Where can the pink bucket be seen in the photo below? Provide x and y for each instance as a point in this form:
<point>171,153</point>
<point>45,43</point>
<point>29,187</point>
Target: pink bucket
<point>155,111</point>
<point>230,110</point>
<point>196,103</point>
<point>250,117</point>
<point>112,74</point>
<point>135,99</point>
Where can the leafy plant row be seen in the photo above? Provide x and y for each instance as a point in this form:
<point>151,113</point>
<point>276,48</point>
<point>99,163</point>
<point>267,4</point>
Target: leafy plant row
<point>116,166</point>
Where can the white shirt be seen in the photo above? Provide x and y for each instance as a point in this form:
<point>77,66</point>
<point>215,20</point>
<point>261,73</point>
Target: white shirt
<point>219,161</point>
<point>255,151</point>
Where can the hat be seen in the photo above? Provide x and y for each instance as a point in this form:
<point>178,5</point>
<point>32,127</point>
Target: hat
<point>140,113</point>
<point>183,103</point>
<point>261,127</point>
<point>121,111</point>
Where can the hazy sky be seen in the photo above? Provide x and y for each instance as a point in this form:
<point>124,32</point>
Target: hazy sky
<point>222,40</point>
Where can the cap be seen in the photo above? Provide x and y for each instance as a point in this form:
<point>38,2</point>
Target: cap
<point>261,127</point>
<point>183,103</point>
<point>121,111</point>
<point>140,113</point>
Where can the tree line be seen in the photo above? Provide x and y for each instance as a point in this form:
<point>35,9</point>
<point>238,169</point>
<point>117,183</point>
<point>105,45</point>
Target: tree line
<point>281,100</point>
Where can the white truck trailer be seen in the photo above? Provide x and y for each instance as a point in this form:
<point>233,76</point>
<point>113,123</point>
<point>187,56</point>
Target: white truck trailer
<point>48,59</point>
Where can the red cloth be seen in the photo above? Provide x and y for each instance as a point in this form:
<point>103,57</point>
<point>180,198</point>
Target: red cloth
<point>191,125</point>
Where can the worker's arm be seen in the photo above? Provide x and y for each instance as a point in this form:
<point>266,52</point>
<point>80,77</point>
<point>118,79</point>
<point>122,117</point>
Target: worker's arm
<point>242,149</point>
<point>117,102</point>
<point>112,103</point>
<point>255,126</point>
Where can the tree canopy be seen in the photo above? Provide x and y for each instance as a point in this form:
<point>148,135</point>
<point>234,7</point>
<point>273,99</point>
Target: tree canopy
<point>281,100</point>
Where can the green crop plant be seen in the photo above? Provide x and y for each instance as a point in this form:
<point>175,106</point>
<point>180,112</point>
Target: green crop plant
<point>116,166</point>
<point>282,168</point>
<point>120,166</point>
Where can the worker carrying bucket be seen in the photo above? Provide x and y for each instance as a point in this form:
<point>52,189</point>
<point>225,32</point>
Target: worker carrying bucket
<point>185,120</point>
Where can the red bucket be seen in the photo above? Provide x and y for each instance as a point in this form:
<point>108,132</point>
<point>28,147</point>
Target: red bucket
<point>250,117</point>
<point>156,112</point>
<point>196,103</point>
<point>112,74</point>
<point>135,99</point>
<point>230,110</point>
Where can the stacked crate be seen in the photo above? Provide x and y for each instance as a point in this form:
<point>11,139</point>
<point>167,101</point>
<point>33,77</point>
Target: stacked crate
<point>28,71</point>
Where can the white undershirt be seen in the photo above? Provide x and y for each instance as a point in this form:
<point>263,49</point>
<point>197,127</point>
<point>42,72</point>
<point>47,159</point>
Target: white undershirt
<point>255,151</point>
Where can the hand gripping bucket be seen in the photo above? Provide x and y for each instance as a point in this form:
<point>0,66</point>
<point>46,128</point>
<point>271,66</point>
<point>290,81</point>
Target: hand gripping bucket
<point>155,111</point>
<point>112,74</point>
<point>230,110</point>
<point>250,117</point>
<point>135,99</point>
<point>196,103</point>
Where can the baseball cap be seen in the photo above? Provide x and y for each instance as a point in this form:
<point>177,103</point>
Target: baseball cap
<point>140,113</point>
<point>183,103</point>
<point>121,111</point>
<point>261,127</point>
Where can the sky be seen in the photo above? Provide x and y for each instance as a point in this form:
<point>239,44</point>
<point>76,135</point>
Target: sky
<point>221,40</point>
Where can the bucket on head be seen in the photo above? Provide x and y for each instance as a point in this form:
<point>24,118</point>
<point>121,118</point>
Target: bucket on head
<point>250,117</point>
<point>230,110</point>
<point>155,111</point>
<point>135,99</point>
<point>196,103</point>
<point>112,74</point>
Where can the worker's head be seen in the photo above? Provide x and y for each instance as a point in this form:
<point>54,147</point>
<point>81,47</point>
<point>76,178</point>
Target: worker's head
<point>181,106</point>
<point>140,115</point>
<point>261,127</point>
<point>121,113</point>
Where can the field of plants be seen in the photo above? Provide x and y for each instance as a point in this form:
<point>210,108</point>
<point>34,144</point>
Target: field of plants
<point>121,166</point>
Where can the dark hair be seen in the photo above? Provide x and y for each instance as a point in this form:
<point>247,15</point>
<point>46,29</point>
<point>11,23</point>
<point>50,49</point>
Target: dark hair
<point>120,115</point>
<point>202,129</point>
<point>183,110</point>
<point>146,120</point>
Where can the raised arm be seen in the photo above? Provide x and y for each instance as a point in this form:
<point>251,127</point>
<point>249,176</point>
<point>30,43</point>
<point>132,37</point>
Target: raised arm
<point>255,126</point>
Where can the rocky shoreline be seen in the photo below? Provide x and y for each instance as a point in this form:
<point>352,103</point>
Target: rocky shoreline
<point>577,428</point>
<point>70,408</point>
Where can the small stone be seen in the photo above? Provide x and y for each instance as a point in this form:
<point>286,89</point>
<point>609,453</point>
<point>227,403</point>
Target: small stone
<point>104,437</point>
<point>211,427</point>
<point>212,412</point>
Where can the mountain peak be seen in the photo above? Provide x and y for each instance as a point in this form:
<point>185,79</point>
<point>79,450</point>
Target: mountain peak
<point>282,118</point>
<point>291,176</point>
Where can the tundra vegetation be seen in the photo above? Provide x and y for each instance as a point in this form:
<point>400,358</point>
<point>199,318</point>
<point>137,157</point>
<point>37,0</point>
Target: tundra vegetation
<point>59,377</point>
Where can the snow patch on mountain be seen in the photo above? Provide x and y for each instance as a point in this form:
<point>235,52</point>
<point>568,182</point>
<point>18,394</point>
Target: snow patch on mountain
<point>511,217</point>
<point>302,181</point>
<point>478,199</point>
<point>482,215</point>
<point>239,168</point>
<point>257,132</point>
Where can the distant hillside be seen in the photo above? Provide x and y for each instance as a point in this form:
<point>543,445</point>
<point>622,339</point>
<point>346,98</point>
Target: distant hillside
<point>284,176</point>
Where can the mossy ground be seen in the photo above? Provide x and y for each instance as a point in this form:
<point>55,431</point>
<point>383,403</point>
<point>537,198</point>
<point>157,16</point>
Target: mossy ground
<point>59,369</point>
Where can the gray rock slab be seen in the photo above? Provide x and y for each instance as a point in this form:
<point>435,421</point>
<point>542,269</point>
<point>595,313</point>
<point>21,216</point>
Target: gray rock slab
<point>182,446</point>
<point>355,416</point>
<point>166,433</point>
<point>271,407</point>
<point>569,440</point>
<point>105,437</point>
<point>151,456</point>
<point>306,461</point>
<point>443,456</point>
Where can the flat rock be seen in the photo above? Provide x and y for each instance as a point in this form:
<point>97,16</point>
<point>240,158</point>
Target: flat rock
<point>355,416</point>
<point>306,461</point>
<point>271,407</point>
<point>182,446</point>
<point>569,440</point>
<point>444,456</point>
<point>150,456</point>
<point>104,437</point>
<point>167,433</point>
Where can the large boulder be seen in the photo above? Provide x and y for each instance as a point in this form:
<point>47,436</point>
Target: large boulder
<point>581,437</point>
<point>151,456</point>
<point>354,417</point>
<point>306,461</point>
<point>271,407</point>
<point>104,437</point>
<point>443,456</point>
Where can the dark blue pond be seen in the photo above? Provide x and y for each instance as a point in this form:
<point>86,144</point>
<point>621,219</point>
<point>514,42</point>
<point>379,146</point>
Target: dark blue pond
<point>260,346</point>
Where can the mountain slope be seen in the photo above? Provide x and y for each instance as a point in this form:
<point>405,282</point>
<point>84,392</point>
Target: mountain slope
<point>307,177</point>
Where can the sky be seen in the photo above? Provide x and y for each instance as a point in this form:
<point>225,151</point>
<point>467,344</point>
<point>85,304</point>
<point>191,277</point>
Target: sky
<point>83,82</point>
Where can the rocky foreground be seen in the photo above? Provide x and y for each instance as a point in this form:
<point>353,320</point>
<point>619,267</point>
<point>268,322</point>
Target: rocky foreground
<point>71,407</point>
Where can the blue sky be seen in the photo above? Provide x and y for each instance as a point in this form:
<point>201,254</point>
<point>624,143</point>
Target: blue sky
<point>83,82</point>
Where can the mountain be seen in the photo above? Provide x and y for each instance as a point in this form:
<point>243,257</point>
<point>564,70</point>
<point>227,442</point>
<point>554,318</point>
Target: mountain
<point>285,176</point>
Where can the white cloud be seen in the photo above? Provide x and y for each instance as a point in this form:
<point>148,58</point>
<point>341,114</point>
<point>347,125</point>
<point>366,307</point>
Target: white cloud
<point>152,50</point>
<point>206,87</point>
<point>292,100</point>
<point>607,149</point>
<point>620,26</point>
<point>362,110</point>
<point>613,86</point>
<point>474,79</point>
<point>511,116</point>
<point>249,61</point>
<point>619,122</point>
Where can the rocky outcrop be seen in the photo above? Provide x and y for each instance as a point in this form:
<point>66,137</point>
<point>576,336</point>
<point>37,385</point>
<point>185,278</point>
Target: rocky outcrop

--------------------------------

**TRY IT**
All lines above from the line with "Target: tree line" through the line with "Where can the red cloth", both included, are to be set down exactly, with nothing else.

**OUTPUT OF THE TASK**
Target: tree line
<point>281,100</point>
Where can the white truck trailer be seen in the photo above? Provide x and y for each instance as a point in this form:
<point>233,76</point>
<point>113,123</point>
<point>187,56</point>
Target: white truck trailer
<point>48,59</point>
Where can the red cloth be seen in the photo above? Provide x and y for each instance as a point in this form:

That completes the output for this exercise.